▸ WHAT IS EXPECTED
If a line of the data below contains the string "banner", count it, then state the total alone.

Saved entries:
+++

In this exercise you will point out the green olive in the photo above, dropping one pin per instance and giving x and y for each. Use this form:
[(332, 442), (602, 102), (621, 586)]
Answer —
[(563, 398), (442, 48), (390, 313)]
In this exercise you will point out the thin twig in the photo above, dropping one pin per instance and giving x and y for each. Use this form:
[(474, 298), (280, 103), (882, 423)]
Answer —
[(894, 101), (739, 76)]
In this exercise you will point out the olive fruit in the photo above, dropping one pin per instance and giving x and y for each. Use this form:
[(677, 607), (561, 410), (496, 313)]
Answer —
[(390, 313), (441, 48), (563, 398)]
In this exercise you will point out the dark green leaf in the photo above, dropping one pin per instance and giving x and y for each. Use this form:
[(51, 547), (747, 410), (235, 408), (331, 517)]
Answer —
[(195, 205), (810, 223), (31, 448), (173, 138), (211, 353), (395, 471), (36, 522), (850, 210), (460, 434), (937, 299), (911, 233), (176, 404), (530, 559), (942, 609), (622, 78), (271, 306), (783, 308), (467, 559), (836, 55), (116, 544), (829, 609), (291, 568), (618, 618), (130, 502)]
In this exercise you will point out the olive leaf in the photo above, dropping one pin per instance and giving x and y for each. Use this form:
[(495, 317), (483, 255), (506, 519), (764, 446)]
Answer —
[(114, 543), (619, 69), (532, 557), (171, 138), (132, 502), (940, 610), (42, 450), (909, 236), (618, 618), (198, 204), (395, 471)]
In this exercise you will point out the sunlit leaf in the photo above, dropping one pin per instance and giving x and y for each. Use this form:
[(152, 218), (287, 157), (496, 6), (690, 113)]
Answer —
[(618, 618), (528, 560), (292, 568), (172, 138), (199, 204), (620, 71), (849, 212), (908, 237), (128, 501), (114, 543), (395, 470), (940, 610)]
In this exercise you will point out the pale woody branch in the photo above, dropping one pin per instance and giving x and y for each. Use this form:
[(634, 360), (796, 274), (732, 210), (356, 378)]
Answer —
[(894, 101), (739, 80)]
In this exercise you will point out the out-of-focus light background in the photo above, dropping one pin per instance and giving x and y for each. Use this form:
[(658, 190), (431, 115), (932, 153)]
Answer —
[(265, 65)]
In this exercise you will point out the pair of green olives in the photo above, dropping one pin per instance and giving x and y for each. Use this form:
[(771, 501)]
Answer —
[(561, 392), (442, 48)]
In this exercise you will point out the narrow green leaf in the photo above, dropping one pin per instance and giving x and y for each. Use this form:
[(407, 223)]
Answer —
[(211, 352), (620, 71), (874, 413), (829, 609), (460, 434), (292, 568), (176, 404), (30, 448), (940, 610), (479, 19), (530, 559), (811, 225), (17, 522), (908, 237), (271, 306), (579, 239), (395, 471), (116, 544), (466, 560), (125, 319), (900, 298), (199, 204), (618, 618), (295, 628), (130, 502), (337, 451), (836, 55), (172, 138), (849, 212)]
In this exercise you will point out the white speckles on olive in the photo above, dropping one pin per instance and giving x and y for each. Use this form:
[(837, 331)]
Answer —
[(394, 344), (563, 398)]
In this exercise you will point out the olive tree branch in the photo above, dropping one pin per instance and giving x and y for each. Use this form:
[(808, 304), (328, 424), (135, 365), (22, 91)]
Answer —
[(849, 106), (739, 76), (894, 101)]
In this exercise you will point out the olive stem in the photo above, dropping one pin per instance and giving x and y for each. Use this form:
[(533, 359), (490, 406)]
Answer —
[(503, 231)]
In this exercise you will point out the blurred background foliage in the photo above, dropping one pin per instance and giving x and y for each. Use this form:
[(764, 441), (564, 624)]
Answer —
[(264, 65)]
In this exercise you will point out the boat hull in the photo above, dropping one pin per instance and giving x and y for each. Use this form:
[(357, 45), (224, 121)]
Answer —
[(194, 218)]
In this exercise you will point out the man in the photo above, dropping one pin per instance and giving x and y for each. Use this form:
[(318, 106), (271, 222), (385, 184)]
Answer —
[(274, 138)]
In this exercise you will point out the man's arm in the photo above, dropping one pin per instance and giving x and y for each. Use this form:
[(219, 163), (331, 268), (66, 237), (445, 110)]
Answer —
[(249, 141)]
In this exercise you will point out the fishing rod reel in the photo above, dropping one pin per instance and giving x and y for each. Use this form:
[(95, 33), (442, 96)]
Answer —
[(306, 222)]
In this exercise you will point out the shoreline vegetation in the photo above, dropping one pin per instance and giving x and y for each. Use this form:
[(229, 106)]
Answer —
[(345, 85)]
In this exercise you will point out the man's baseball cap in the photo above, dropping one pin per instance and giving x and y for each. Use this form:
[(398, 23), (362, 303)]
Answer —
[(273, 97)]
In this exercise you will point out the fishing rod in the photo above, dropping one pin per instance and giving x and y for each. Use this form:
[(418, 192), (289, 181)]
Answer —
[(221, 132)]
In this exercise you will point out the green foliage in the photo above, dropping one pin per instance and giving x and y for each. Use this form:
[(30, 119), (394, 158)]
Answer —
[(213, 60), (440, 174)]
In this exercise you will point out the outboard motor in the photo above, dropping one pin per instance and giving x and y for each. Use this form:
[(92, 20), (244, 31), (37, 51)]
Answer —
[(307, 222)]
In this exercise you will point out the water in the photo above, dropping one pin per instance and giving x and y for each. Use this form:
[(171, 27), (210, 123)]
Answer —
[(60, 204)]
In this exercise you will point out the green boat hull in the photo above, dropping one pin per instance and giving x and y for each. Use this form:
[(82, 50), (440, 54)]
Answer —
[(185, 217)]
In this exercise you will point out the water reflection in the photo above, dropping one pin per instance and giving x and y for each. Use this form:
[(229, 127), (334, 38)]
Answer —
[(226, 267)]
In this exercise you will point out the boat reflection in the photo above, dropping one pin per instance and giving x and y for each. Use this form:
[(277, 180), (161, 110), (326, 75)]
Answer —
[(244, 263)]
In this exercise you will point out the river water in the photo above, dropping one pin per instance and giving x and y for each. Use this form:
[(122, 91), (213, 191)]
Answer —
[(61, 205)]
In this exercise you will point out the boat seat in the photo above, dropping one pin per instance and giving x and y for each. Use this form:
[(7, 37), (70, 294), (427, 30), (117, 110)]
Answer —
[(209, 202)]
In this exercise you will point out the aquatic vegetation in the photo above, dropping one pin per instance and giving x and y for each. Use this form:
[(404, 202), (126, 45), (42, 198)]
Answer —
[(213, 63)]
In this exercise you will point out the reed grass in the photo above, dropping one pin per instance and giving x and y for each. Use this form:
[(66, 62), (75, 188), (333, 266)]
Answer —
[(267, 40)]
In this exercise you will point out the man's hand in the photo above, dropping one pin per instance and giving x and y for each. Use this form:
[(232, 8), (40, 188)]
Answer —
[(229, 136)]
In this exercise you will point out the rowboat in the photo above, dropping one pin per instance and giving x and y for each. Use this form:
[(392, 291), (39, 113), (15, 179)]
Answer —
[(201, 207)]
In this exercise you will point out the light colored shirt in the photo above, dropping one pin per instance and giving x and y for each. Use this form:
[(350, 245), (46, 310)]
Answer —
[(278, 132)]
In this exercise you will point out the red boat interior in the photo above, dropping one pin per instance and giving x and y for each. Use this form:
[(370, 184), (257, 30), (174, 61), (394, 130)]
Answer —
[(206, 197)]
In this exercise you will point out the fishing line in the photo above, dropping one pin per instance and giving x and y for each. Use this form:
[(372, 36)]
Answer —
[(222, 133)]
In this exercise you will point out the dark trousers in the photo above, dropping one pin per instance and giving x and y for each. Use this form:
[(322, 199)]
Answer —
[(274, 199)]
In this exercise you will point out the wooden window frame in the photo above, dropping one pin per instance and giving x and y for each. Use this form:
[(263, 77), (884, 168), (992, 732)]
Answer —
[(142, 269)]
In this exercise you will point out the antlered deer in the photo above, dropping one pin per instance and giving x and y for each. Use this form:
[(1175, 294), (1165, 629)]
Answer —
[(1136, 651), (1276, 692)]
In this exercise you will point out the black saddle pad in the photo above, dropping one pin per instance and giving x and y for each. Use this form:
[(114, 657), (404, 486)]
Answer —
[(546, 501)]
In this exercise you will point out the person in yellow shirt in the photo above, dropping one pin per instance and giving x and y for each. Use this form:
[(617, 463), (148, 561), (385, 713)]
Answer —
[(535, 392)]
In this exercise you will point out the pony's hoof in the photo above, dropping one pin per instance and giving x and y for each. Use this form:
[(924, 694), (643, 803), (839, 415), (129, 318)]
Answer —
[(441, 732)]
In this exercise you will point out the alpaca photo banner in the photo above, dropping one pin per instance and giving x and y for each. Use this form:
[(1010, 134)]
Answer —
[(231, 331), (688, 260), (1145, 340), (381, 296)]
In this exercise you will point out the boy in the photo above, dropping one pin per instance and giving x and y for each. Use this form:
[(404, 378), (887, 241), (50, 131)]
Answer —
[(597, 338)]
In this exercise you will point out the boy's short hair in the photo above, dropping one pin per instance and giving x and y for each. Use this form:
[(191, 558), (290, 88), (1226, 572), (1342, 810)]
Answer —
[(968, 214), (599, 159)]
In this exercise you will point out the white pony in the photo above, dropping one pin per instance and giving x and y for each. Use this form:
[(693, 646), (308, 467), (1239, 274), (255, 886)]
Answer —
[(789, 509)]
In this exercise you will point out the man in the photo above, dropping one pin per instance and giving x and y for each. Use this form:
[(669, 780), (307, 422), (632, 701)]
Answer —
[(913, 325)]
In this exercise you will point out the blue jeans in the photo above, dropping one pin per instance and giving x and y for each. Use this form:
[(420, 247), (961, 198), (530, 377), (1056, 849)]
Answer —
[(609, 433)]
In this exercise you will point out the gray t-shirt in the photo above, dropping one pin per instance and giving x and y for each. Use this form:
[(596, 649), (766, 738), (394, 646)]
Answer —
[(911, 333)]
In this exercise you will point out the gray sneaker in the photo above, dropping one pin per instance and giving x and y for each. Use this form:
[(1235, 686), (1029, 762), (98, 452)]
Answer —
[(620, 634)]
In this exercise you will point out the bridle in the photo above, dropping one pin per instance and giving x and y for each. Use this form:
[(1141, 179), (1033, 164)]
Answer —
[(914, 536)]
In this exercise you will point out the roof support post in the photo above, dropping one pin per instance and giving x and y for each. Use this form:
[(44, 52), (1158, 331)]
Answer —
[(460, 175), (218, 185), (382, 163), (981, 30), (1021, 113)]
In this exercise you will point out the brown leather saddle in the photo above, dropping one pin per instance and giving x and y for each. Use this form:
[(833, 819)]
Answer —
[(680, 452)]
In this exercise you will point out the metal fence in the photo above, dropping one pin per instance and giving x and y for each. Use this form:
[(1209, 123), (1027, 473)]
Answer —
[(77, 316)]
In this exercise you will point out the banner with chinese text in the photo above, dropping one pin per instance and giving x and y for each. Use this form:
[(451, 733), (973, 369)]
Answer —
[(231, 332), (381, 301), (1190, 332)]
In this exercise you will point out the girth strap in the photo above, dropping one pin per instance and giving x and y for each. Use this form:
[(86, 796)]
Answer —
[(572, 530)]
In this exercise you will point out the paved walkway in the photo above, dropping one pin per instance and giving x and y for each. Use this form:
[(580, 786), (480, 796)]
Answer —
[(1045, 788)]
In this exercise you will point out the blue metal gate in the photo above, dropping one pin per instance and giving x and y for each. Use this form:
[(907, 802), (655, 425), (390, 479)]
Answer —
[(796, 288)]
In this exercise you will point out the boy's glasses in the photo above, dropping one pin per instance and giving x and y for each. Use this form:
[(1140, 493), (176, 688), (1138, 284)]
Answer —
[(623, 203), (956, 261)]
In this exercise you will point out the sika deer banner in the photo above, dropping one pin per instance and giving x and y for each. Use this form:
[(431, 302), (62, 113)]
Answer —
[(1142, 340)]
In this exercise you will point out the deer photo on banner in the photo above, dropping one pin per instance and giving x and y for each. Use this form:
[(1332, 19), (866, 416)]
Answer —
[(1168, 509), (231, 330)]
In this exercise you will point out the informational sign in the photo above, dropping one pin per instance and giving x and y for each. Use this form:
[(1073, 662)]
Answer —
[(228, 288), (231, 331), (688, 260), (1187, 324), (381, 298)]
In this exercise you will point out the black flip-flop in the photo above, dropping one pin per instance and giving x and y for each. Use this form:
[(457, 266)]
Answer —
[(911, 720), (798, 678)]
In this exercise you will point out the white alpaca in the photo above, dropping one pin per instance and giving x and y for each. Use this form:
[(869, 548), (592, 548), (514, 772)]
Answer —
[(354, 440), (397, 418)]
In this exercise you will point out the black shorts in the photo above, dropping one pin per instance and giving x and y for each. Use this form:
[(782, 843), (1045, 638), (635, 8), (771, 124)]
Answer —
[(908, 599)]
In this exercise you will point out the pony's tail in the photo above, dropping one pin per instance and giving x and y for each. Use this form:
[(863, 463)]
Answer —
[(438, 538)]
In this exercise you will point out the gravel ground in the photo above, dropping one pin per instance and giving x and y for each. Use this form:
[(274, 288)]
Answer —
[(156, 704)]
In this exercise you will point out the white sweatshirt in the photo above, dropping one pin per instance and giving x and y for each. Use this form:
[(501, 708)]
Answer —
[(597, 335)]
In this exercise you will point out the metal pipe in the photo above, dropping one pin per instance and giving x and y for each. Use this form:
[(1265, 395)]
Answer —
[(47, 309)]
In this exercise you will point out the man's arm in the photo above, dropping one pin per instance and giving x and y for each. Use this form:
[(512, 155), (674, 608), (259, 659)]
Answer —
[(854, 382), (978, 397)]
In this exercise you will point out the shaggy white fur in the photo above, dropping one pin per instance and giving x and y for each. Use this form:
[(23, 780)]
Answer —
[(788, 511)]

+++

▸ EXERCISE RESPONSE
4